Records from a collection:
= = = = = = =
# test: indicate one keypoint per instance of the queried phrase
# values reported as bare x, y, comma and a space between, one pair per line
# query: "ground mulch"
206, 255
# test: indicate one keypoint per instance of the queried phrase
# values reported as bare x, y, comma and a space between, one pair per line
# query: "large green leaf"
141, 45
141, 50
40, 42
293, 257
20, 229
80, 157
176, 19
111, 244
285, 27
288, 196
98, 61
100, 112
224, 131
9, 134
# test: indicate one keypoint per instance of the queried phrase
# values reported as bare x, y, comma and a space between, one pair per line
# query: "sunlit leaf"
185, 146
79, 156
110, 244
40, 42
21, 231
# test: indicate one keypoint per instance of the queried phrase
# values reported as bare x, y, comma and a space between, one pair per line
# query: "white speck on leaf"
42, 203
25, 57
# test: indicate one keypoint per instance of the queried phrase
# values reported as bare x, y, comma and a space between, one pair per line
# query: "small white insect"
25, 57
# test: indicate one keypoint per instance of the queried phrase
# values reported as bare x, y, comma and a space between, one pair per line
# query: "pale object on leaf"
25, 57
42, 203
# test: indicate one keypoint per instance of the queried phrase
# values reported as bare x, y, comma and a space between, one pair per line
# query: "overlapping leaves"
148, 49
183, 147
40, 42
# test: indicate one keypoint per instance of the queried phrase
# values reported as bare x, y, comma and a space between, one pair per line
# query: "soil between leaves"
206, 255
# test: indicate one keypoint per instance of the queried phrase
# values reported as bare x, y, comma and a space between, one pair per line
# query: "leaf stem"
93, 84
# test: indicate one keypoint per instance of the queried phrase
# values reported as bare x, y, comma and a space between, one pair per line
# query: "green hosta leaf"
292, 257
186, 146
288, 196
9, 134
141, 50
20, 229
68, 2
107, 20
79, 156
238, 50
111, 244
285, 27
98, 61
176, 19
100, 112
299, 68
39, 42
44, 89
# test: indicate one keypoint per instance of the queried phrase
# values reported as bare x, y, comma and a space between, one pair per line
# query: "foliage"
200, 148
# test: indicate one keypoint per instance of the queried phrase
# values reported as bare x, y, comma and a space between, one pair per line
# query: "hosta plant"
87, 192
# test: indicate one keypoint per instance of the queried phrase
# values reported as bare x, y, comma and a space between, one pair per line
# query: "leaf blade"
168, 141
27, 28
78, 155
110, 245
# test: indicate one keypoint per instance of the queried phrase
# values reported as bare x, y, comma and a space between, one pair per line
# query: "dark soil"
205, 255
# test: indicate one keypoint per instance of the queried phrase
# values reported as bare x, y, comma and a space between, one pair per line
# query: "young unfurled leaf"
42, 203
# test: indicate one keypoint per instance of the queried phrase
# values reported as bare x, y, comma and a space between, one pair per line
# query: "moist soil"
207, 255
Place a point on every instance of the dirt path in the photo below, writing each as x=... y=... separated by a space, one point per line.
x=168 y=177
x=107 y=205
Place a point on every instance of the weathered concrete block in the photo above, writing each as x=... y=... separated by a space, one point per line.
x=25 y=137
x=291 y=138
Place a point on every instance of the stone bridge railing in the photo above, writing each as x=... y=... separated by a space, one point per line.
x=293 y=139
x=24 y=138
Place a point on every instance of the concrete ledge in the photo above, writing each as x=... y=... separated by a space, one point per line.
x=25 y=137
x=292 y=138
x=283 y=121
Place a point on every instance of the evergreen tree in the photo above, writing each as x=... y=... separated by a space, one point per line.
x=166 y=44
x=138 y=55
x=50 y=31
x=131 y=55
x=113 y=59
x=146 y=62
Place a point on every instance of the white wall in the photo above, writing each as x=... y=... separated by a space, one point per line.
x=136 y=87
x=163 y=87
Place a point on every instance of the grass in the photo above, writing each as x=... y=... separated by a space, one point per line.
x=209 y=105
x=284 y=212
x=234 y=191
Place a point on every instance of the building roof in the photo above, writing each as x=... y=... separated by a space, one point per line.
= = = = = = =
Retype the data. Keep every word as it stands.

▶ Exercise result
# test: indicate one keypoint per instance of the queried phrase
# values reported as bare x, y, comma and a space between, one pair per line
# query: "ground mulch"
206, 255
# test: indicate one keypoint per instance of the queried phrase
# values reported as bare x, y, comma and a space between, one pair per line
# query: "large green leaf"
141, 45
141, 50
40, 42
293, 257
20, 229
80, 157
176, 19
111, 244
285, 27
288, 196
98, 61
100, 112
224, 131
9, 134
# test: indicate one keypoint per instance of the queried phrase
# values reported as bare x, y, comma and a space between, one pair per line
# query: "sunlit leaf"
185, 146
79, 156
110, 244
40, 42
21, 231
# test: indicate one keypoint per instance of the queried phrase
# values reported as bare x, y, comma and a space between, one pair per line
# query: "white speck on leaf"
42, 203
25, 57
# test: indicate one keypoint per instance of the queried phrase
# values reported as bare x, y, comma and a space between, one pair per line
# query: "small white insect"
25, 57
# test: indicate one keypoint per instance of the queried phrase
# values reported as bare x, y, comma and a space between, one pair per line
# query: "pale object on leaf"
25, 57
42, 203
# test: indicate one keypoint per instance of the queried phrase
# values reported as bare x, y, comma and a space between, one pair per line
# query: "overlapping leaves"
148, 49
183, 147
40, 42
# test: indicate one keypoint per instance of the queried phrase
# values reported as bare x, y, comma and a space between, one pair per line
# query: "soil between leaves"
206, 255
# test: indicate one keypoint per instance of the queried phrase
# values reported as bare x, y, comma and a space between, one pair per line
# query: "leaf stem"
93, 84
# test: indicate one keypoint per instance of the queried phrase
# values reported as bare x, y, comma and a space between, one pair per line
# query: "green hosta leaf"
292, 257
186, 146
288, 196
9, 134
141, 50
20, 229
68, 2
107, 20
79, 156
238, 50
111, 244
285, 27
98, 61
176, 19
100, 112
299, 68
39, 42
44, 89
# test: indicate one keypoint per instance of the queried phrase
# values reported as bare x, y, comma and a space between, one pair per line
# query: "foliage"
200, 148
# test: indicate one keypoint per instance of the queried phrase
# values reported as bare x, y, comma and a space between, one pair per line
# query: "hosta plant"
87, 192
# test: indicate one keypoint per instance of the queried phrase
# values reported as bare x, y, comma and a space between, one pair per line
# query: "leaf blade"
168, 141
27, 28
78, 155
110, 245
# test: indicate one keypoint per instance of the queried phrase
# values reported as bare x, y, comma and a space between, one pair per line
# query: "dark soil"
205, 255
# test: indicate one keypoint per instance of the queried phrase
# values reported as bare x, y, comma and a space between, one pair per line
# query: "young unfurled leaf"
42, 203
# test: indicate one keypoint per instance of the queried phrase
# values reported as bare x, y, comma and a space between, one pair per line
# query: "moist soil"
207, 255
Place a point on every instance of the dirt path in the photo below, writing each as x=... y=... separated by a space, one point per line.
x=168 y=177
x=107 y=205
Place a point on every instance of the weathered concrete block in the photo above, writing each as x=... y=... separated by a space, one point per line.
x=25 y=137
x=291 y=138
Place a point on every instance of the stone bridge railing in the photo above, writing each as x=... y=... separated by a space, one point per line.
x=293 y=139
x=24 y=138
Place a point on every instance of the concrete ledge in the photo above, writing each as x=... y=... separated by a space, one point per line.
x=25 y=137
x=292 y=138
x=283 y=121
Place a point on every instance of the evergreen tree in the photo above, writing each as x=... y=... separated by a space, one point per line.
x=166 y=44
x=138 y=55
x=50 y=31
x=131 y=55
x=113 y=59
x=146 y=62
Place a point on every instance of the white wall in the photo above, writing each as x=... y=... separated by a space, one point per line.
x=136 y=87
x=163 y=87
Place a point on every instance of the grass in the photo above, writing each as x=... y=... separated by a space, one point per line.
x=209 y=105
x=284 y=212
x=234 y=191
Place a point on every instance of the building roof in the photo above, writing each as x=... y=... separated by a space, one point per line.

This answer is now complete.